Critics are blasting Donald Trump for saying his tax plan would be open to negotiation should it ever get to Congress. There are plenty of reasons to criticize the presumptive GOP presidential candidate, but a willingness to find a middle ground on an important policy issue should not be one of them. How did stating the obvious become a political sin?
True, Trump has been somewhat ambiguous about what exactly he would agree to in a future congressional negotiation. But we are looking at two separate issues here: What does a politician want, and what would he settle for. I don’t see what’s wrong with a pol who 1) admits he isn’t going to get everything he wants and 2) gives voters a better idea of where he’d be willing to cut deals.
To my ear at least, Trump has not backed away from his basic plan: An enormous tax cut, mostly for high-income households. Absent details to the contrary, Trump’s plan remains built on a top individual rate of 25 percent, a top business rate of 15 percent, and a top rate on investment income of 20 percent. I have not heard him change any of that.
This is what Trump told the Wall Street Journal’s Richard Rubin on May 9 (paywall):
My core beliefs are I want a major tax cut. And I’m only being honest with people. You can’t just say this is what my plan will be. You have to negotiate this with many other people, and those many other people are congressmen and senators, etc., and everybody knows that you have to do that.”
And what exactly is wrong with saying it?
Sure, Trump has built an extensive record of changing his policy story for different audiences. One day, he wants to bomb the s--t out of ISIS. Soon after, he’s echoing the isolationism of the 1930s by calling for America First. And, yes, this makes people cynical.
But we should acknowledge that part of the problem is that voters and pundits want it every which way. We demand that candidates lay out specific, detailed policy agendas. Then, we blast them for flip-flopping when they move even slightly away from those promises. Finally, we complain that Washington can’t get anything done because lawmakers won’t compromise.

────

Copy the text on Trump's tax plan word for word, from "Sure, Trump has" up to and including "lawmakers won’t compromise.".

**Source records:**
────

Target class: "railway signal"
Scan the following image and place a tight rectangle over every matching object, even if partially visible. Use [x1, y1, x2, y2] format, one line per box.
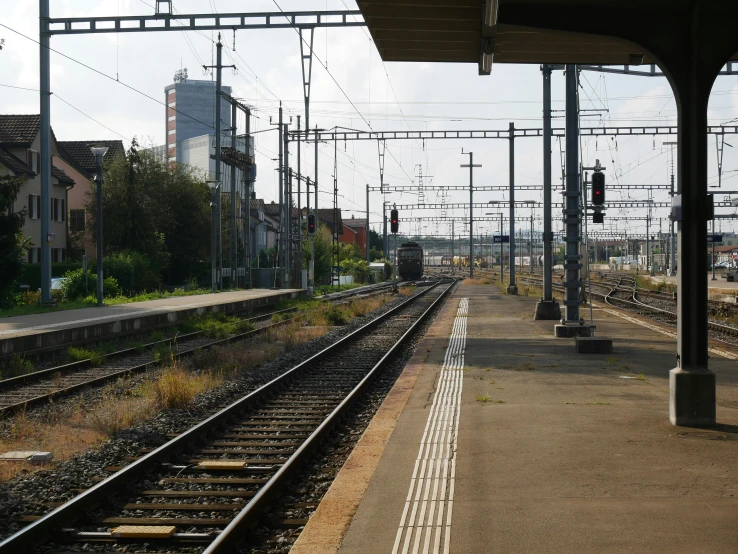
[592, 171, 605, 206]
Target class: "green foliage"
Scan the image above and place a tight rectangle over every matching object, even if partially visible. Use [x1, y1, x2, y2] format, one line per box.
[87, 139, 213, 284]
[180, 314, 254, 339]
[67, 346, 105, 365]
[341, 258, 369, 283]
[369, 229, 384, 252]
[369, 246, 384, 262]
[62, 269, 122, 301]
[103, 250, 161, 295]
[0, 176, 29, 307]
[302, 225, 333, 283]
[18, 262, 82, 290]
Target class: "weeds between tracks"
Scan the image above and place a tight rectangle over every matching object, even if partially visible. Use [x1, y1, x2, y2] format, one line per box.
[0, 295, 392, 482]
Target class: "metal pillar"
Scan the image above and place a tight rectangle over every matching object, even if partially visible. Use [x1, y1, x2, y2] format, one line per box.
[366, 183, 371, 263]
[297, 115, 302, 231]
[461, 151, 482, 278]
[308, 125, 320, 293]
[564, 64, 582, 324]
[282, 118, 292, 289]
[277, 102, 285, 283]
[243, 109, 252, 288]
[210, 183, 220, 292]
[95, 148, 107, 306]
[215, 37, 223, 289]
[39, 0, 51, 304]
[451, 220, 455, 273]
[382, 202, 389, 260]
[230, 102, 238, 288]
[507, 121, 518, 294]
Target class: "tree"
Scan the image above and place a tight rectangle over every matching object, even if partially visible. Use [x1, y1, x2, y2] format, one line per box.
[302, 225, 333, 283]
[0, 175, 29, 306]
[87, 139, 210, 282]
[369, 229, 384, 252]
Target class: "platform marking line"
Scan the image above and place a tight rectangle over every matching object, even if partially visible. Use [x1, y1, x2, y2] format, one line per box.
[392, 298, 469, 554]
[600, 308, 738, 360]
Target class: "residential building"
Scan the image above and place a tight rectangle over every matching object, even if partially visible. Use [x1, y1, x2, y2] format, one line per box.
[54, 140, 125, 259]
[164, 70, 231, 163]
[339, 214, 367, 256]
[0, 115, 75, 263]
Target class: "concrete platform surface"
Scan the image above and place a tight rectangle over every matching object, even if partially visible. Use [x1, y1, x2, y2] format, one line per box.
[0, 289, 305, 356]
[291, 284, 738, 554]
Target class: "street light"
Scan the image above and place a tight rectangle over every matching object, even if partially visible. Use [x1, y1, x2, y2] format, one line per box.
[208, 181, 220, 292]
[90, 146, 108, 306]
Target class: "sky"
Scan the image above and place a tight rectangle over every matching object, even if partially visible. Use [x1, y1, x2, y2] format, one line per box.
[0, 0, 738, 242]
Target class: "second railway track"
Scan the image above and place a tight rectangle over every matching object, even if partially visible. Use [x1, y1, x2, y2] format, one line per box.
[0, 282, 453, 553]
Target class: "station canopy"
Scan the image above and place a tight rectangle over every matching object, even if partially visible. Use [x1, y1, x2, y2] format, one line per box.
[357, 0, 738, 74]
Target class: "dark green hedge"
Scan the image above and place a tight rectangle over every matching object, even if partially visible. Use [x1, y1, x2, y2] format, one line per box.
[18, 262, 82, 290]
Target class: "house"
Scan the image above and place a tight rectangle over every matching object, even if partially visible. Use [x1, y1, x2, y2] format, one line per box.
[708, 245, 738, 265]
[53, 140, 125, 259]
[339, 214, 367, 256]
[0, 114, 75, 263]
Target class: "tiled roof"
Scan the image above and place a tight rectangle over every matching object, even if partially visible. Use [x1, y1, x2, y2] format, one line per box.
[51, 165, 74, 185]
[0, 148, 35, 177]
[343, 213, 366, 229]
[57, 140, 125, 176]
[0, 114, 41, 146]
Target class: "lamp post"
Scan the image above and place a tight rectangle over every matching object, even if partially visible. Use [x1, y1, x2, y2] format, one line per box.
[208, 181, 220, 292]
[90, 146, 108, 306]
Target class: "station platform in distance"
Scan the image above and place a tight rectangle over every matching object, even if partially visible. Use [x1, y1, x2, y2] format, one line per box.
[291, 281, 738, 554]
[0, 289, 305, 357]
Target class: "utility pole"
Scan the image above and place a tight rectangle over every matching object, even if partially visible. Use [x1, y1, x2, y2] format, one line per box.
[461, 149, 482, 278]
[282, 118, 292, 289]
[230, 102, 238, 288]
[554, 64, 584, 337]
[203, 33, 236, 289]
[275, 101, 285, 286]
[366, 183, 371, 264]
[39, 0, 51, 304]
[507, 121, 518, 294]
[308, 125, 320, 294]
[451, 219, 456, 274]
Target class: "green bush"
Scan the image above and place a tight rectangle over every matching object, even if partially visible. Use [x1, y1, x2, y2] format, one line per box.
[103, 250, 160, 296]
[17, 262, 82, 291]
[62, 269, 122, 301]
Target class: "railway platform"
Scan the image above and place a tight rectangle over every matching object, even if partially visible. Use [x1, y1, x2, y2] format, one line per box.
[0, 289, 305, 358]
[291, 283, 738, 554]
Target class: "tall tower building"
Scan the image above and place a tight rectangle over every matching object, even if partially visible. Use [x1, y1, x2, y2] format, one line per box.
[164, 69, 231, 162]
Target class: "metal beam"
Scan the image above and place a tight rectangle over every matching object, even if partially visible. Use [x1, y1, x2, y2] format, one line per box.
[49, 10, 366, 35]
[290, 125, 738, 141]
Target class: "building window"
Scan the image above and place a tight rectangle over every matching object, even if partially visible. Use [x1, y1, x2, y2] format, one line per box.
[28, 194, 41, 219]
[50, 198, 66, 222]
[69, 210, 85, 233]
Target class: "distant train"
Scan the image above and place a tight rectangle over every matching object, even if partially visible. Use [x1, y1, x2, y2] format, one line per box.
[397, 242, 423, 281]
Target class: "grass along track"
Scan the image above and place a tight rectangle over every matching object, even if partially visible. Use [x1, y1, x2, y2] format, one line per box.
[0, 285, 450, 552]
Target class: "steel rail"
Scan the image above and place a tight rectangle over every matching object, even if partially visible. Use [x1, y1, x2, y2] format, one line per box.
[203, 282, 454, 554]
[0, 282, 452, 554]
[0, 285, 402, 415]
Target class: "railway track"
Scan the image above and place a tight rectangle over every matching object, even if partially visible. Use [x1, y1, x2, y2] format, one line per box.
[519, 275, 738, 345]
[0, 284, 408, 417]
[0, 281, 454, 554]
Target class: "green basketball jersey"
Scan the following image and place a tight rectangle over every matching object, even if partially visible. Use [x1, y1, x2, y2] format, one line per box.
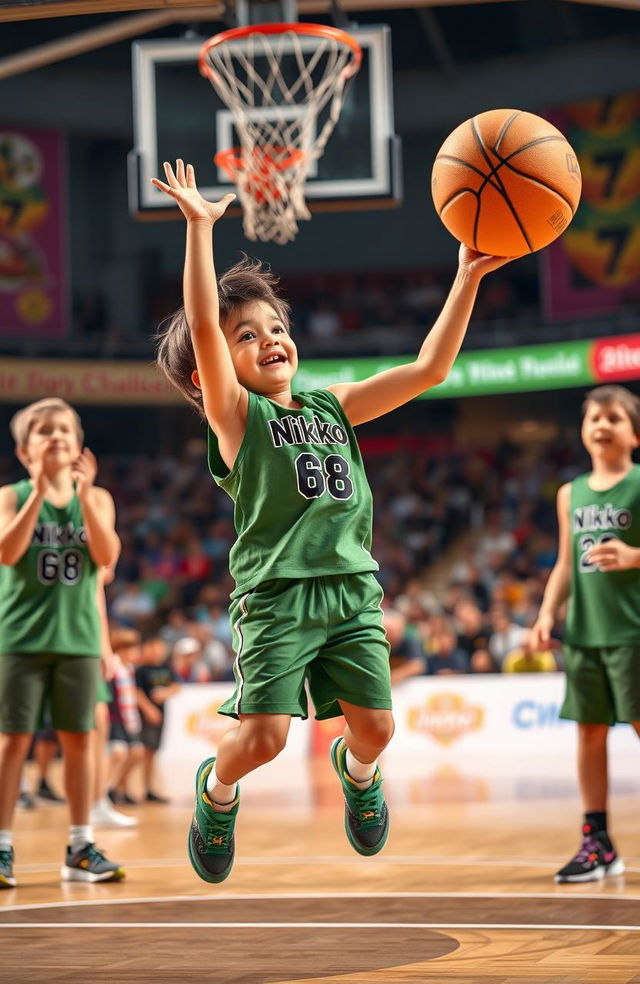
[0, 479, 100, 656]
[565, 465, 640, 647]
[209, 390, 378, 597]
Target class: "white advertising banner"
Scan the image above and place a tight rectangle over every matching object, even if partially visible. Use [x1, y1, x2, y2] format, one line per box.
[387, 673, 640, 774]
[160, 673, 640, 790]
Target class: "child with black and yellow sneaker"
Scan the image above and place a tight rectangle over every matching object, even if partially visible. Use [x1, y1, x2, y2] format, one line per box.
[0, 398, 125, 888]
[153, 160, 507, 882]
[530, 386, 640, 883]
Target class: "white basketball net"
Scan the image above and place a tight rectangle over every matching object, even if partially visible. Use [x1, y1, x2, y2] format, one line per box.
[204, 31, 357, 244]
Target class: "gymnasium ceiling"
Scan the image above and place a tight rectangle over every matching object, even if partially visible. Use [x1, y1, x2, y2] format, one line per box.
[0, 0, 640, 79]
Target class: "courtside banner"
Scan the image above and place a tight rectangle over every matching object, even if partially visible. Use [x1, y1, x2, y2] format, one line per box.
[5, 334, 640, 405]
[159, 673, 638, 802]
[294, 341, 592, 399]
[0, 357, 184, 406]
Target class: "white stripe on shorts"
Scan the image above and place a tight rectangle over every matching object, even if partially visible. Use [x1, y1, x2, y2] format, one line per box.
[233, 591, 253, 714]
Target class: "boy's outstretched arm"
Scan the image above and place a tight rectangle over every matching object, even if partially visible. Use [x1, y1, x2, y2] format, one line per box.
[327, 246, 510, 425]
[152, 160, 242, 435]
[529, 482, 571, 652]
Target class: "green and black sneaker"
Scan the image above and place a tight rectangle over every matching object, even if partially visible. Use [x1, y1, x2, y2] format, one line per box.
[188, 758, 240, 883]
[331, 738, 389, 856]
[0, 847, 16, 888]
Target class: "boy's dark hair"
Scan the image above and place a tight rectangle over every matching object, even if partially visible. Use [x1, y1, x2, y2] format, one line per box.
[582, 385, 640, 435]
[156, 253, 290, 417]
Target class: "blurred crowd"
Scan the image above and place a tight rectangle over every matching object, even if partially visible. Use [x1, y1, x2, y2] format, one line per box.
[16, 426, 583, 683]
[0, 418, 584, 812]
[73, 265, 540, 353]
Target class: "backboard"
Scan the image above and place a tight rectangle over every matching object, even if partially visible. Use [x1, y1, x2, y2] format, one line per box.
[129, 25, 401, 218]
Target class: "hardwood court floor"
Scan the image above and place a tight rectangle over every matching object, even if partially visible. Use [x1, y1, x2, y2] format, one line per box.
[0, 763, 640, 984]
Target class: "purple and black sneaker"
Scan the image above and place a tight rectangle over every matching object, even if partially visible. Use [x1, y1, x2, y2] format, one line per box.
[555, 823, 624, 882]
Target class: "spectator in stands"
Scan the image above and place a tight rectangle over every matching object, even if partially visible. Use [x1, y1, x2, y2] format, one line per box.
[171, 636, 211, 683]
[427, 619, 467, 676]
[382, 608, 425, 686]
[453, 598, 491, 667]
[109, 627, 144, 804]
[136, 636, 180, 803]
[489, 602, 527, 668]
[469, 649, 500, 673]
[502, 633, 558, 673]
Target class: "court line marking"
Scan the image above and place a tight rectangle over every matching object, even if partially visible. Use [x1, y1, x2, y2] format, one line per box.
[10, 855, 640, 874]
[0, 922, 640, 933]
[0, 886, 640, 926]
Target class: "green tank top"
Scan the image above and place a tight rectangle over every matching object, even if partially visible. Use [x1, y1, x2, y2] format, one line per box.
[565, 465, 640, 647]
[0, 479, 100, 656]
[209, 390, 378, 597]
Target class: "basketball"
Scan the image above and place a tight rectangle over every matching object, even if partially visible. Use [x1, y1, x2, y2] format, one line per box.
[431, 109, 582, 256]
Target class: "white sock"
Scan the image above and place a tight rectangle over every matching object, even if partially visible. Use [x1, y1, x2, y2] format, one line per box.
[69, 823, 93, 851]
[207, 765, 238, 813]
[345, 748, 378, 789]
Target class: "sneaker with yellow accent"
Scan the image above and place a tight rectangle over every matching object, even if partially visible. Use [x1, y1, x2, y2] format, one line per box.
[188, 758, 240, 884]
[60, 844, 126, 882]
[331, 738, 389, 856]
[0, 847, 16, 888]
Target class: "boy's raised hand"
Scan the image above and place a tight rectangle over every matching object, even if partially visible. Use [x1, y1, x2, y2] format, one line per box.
[151, 158, 236, 226]
[71, 448, 98, 499]
[458, 243, 517, 277]
[28, 438, 53, 495]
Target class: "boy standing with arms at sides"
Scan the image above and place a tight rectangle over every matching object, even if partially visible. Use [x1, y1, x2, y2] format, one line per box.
[0, 398, 125, 888]
[530, 386, 640, 882]
[153, 160, 507, 882]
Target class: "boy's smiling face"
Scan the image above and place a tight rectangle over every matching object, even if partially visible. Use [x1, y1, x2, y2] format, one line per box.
[222, 301, 298, 396]
[582, 400, 638, 458]
[18, 410, 82, 472]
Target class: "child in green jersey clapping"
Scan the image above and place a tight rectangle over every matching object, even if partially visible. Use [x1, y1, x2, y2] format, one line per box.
[530, 386, 640, 882]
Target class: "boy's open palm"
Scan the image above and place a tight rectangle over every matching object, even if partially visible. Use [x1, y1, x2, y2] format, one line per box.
[587, 536, 640, 571]
[28, 439, 53, 495]
[151, 158, 236, 226]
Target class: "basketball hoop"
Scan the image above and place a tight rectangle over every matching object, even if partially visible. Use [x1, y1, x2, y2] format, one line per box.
[199, 23, 362, 244]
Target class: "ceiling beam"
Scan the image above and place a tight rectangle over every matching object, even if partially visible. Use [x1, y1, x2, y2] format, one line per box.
[0, 2, 223, 79]
[0, 0, 526, 22]
[566, 0, 640, 13]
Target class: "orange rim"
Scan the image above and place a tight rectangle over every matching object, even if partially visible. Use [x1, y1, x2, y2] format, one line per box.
[213, 145, 304, 181]
[198, 23, 362, 82]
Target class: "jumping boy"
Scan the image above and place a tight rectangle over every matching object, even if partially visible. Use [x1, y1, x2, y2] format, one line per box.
[153, 160, 507, 882]
[531, 386, 640, 882]
[0, 398, 125, 888]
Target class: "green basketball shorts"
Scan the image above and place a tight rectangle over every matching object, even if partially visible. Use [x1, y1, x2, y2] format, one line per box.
[560, 646, 640, 724]
[0, 653, 100, 734]
[220, 573, 391, 719]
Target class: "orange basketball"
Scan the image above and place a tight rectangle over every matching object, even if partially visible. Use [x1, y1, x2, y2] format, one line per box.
[431, 109, 582, 256]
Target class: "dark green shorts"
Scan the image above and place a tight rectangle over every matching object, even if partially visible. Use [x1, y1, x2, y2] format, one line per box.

────

**EXERCISE RESPONSE:**
Sure, Trump has built an extensive record of changing his policy story for different audiences. One day, he wants to bomb the s--t out of ISIS. Soon after, he’s echoing the isolationism of the 1930s by calling for America First. And, yes, this makes people cynical.
But we should acknowledge that part of the problem is that voters and pundits want it every which way. We demand that candidates lay out specific, detailed policy agendas. Then, we blast them for flip-flopping when they move even slightly away from those promises. Finally, we complain that Washington can’t get anything done because lawmakers won’t compromise.